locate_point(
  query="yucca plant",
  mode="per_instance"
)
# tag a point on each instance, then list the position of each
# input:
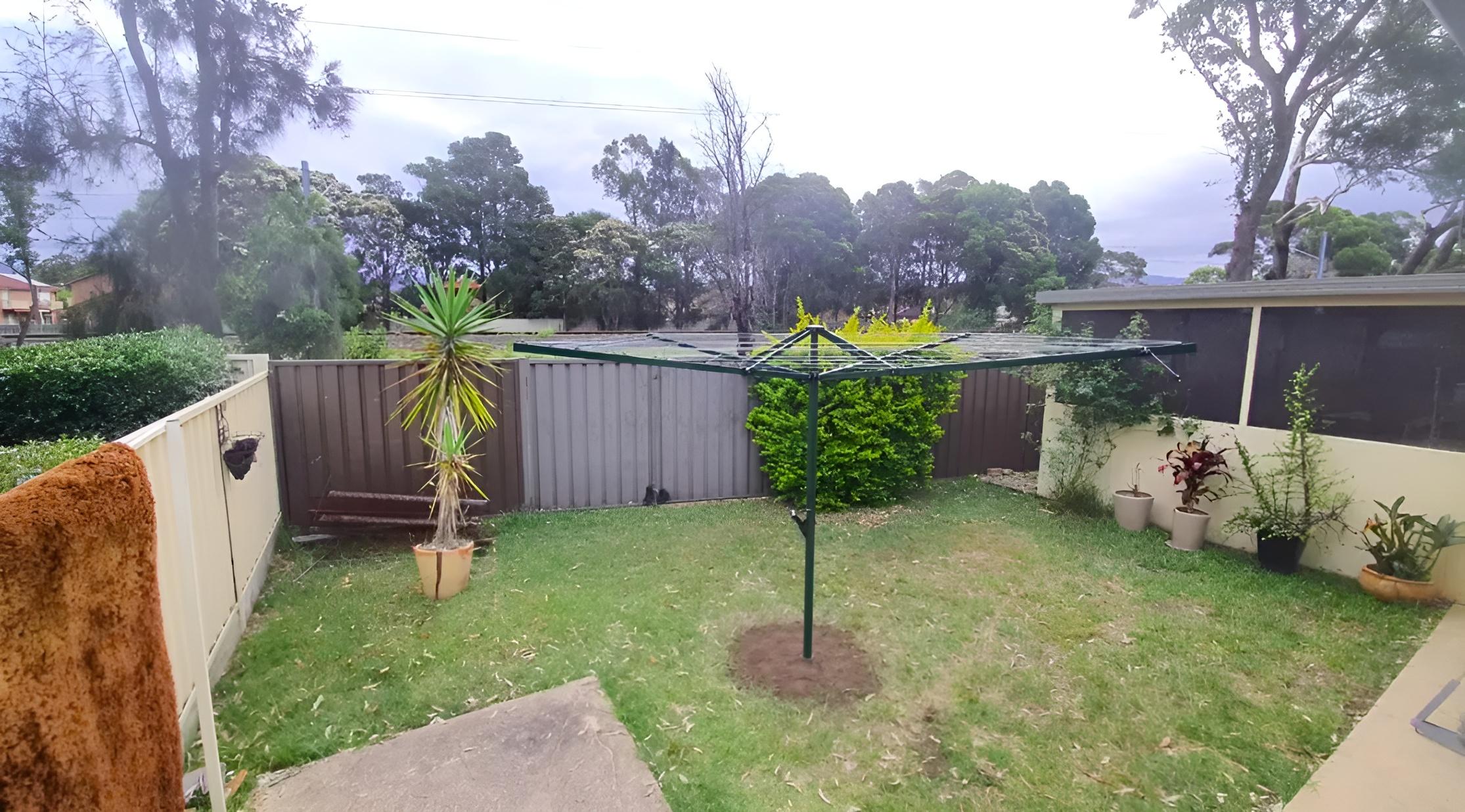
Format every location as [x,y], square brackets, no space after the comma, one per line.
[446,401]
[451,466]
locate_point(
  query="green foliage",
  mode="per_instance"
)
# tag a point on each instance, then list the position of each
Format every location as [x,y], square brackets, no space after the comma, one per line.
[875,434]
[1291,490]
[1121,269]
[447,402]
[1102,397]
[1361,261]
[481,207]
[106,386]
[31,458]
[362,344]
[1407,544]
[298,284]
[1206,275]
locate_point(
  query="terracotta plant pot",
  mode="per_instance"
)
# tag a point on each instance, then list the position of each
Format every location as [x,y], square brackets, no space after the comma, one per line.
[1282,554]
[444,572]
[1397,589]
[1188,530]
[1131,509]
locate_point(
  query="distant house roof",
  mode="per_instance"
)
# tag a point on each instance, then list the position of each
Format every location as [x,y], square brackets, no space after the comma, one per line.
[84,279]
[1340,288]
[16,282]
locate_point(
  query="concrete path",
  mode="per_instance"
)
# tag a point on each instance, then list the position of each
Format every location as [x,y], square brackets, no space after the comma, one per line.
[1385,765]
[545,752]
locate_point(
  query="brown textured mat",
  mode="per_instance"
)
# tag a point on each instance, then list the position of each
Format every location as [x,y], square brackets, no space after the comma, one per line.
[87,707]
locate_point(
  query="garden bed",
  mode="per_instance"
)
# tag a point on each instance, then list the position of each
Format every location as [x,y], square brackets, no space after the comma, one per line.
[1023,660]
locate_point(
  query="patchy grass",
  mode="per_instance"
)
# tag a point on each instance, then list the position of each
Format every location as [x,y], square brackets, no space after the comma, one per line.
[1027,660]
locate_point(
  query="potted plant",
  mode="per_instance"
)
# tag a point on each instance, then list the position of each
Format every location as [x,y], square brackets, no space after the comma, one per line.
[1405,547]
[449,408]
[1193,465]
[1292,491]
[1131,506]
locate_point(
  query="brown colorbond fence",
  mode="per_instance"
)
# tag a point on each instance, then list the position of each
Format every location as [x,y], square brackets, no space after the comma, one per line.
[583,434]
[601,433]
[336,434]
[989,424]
# # #
Exercise brief = Leave the pictures out and reproduce all of the records exactly.

Completed exercise =
locate_point(
  query="yucca plant",
  mode="per_instance"
)
# tag a point on each instance, then list the position of each
# input:
Format every location as [x,y], square brackets, no space after the comma, one per line.
[446,401]
[451,466]
locate_point(
  query="green foliage",
  mode="per_instance"
)
# tag a point on each instance, then list the position of each
Format every location as [x,y], square brackets, no space after the comma, one per line.
[875,434]
[1291,490]
[1121,269]
[447,402]
[1102,397]
[1361,261]
[481,207]
[106,386]
[31,458]
[362,344]
[1407,544]
[298,284]
[1206,275]
locate_point(
  query="terracotta plant pot",
  mode="per_instance"
)
# tag a point on each instance, then list the position of each
Format every location as [x,y], square brackets, no space after the comma, one per line.
[1282,554]
[444,572]
[1397,589]
[1188,530]
[1131,509]
locate_point(
  query="distant house roof",
  mode="per_instance"
)
# tag a point on each instance, then list the position of each
Format every location as [x,y], square brackets, no space after the comma, one per line.
[84,279]
[1340,288]
[16,282]
locate_point(
  query="concrete path",
  mode="per_instance"
)
# tag a point on each instance, then list the position of each
Format every location as [x,y], square brackets, no space after the comma, one per line.
[1385,765]
[545,752]
locate_point(
  query="brown textured mat",
  mode="per_instance"
)
# tag a point on each instance, then list the position of each
Format every location as [x,y], square brackets, no space after the comma, one per line.
[87,707]
locate_point(
  query="garden bed",
  mode="per_instance"
)
# tag a point on each instance, then list the position of each
Format every location as [x,y], square brackets, no space after the comma, one per line.
[1023,660]
locate_point(
  query="patchy grass",
  mode="per_instance"
)
# tag a point on each instance, then list the position of each
Format every location as [x,y], square brackets, no space after the comma, one per line.
[1027,660]
locate_point(
  query="potted plant",
  mode="per_instance"
)
# tag a point on each instance, then list the position of each
Format every location as [x,y], square brackets, no space after the comma, one per line.
[1405,547]
[449,408]
[1193,465]
[1292,491]
[1131,506]
locate_point(
  query="brown colorbond fence",
  mode="per_instance"
)
# tag a point on each instance, then list the position of each
Format every location as [x,y], square brackets, no space after the comma, one per line.
[583,434]
[601,433]
[336,434]
[989,424]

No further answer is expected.